EXERCISE TASKS —
- a) According to the shipbuilding CAD excerpt, what is the main output during the hull structure basic design stage?
- b) Continue the shipbuilding CAD excerpt from its last line.

PROVIDED TEXT —
+--

As an example, you can see in figure 5 a basic design patrol vessel created using the structure module in this shipbuilding oriented CAD System, FHULL.
Figure 6: 3D model of one of the warship blocks created for this paper
The main features are:
- Predefined best practices support through the use of structural element concept, defining default constructive values and parameters for plates, profiles and face bars
- Automatic part splitting, using the crossing/not crossing structural element attribute
- High productivity tools, like one click plate definition, reduction to the minimum of the auxiliary geometry and join and split functions for plates and profiles
- XML based high performance topological definition language for the definition of plates, profiles and face bars
- Profile and face bars definition using standard profile cross-sections, parametric cut-outs and parametric web and flange end cuts
- Automatic cut-outs insertion for both plates and profiles
- Standard or free shape holes definition and automatic application to the affected plates
- High productivity commands including split, multi-edit and multi-copy for both plates and profiles in the same or in different sections and structural elements
4.4 Main equipment positioning
Once the structure has been defined over the hull forms, it is the time for outfitting and electrical disciplines. The key action is to place all the main equipments, as for example, main engines, reduction gear and propeller shaft. Other equipments also include in the basic design are equipments with huge volume and/or surface. Electrical equipments as auto generators and transformers, or outfitting equipment as big water ballast systems could be positioning for initial stability calculations.
4.5 Generation of outputs from the 3D model
The next paragraphs describe the tangible outputs derived from an early hull structure 3D model like drawings, reports and models to be used in the analysis and calculation tools. In addition, there are other important outputs; in fact the existence of a 3D model makes more efficient the tasks related to the outfitting basic design.
4.5.1 Classification drawings for approval
Although the approach described in this paper is more general, any improvement in the process of basic design must consider the fact that the main output during the hull structure basic design stage is to obtain the classification drawings for approval. Classification drawings are symbolic drawings of different types, like:
- Shell and deck drawings (different views, including expansion)

+--

SUPPLIED RECORDS —
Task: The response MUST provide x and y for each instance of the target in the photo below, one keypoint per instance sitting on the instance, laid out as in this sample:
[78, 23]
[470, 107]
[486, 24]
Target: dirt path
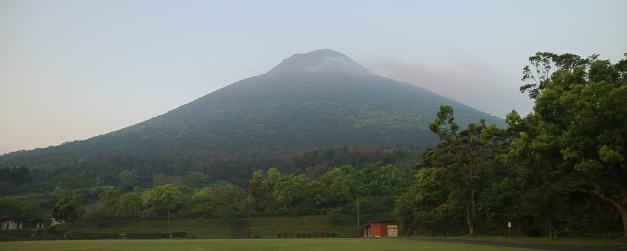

+--

RESULTS FOR EACH TASK —
- a) Obtaining the classification drawings for approval.

- b)
- Typical planar sections
- Other detail drawings
The drawing generation in a shipbuilding oriented CAD System is managed normally by a single module, which covers the output drawings of all design disciplines (general, hull structure, outfitting, electrical and accommodation). The drawing generation is completely user configurable, as the final aspect of the drawings depends on the user requirements. Drawings are generated directly from the 3D product model, and the 2D entities that represent the product model are linked to the 3D elements, and are always updated with the latest version of the product model. A symbolic representation for modelled elements is possible and different visualization methods are available (García, 1994).
The drawing generation module includes also a function to reprocess the drawing after changes in the model, and at the same time keeping any manual modifications introduced by the user in the drawing.
There are also options for automatic dimensioning and labelling by means of user-configurable formats and templates representing different attributes of the selected elements (identification, scantling, profile cross sections, end-cuts and others). These entities are also linked to the product model elements. The drawings generated are compatible with most of the standard drawing formats too.
Figure 7: Example of Classification Drawing made in a CAD System
4.5.2 Other outputs
One of the advantages inherent to integrated 3D applications refers to the easiness of data extraction as the whole product model is stored on a single source of information. Different types of reports that can be generated are configurable and can be exported to most of the standard formats like Excel, HTML and ASCII.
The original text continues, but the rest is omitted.